List every line in the data below that contains the string "deer".

-=-=-

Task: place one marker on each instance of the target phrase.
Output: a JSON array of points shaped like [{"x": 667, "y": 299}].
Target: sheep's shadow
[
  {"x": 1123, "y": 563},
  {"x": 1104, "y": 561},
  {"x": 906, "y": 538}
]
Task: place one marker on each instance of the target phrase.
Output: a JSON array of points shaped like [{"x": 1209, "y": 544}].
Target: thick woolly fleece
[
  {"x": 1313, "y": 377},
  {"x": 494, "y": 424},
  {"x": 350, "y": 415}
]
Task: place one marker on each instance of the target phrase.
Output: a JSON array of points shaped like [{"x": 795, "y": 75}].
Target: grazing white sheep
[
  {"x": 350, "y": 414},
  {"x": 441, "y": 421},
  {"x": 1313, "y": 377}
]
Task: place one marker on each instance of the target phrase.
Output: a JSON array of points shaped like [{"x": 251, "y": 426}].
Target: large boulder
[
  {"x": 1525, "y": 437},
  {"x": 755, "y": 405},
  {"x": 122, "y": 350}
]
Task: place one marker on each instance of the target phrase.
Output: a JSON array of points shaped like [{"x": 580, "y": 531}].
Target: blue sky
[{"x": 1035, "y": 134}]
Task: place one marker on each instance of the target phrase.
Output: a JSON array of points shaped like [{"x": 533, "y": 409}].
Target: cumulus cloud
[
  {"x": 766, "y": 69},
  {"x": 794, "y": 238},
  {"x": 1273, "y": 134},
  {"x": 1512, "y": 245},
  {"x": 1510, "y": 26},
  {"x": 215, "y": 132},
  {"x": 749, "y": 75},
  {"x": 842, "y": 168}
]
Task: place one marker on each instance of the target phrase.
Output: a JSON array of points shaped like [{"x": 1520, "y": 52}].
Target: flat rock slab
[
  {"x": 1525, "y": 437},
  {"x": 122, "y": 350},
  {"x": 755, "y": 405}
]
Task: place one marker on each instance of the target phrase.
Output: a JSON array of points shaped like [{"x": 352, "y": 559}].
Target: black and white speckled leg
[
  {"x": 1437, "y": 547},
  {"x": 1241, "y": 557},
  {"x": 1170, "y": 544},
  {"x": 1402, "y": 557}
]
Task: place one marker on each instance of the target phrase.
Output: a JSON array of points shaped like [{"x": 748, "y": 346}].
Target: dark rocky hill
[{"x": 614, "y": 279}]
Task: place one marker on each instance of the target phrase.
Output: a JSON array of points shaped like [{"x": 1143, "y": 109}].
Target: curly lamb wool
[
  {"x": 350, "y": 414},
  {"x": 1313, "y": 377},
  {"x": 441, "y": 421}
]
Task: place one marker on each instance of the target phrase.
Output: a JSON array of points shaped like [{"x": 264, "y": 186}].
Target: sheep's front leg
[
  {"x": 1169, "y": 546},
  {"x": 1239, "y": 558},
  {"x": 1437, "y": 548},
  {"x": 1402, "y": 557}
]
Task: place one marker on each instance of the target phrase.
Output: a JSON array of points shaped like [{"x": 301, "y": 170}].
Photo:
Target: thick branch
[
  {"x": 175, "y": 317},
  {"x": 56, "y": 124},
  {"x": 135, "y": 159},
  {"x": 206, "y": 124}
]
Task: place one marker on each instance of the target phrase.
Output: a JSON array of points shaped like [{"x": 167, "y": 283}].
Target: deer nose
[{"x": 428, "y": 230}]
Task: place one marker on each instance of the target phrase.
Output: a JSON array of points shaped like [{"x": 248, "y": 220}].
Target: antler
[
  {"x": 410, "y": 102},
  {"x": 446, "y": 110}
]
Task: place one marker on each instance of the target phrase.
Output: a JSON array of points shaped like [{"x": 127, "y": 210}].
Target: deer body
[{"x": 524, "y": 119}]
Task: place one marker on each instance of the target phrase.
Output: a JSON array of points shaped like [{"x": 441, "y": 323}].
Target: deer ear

-=-=-

Exercise solution:
Target: deer nose
Target: deer body
Target: deer ear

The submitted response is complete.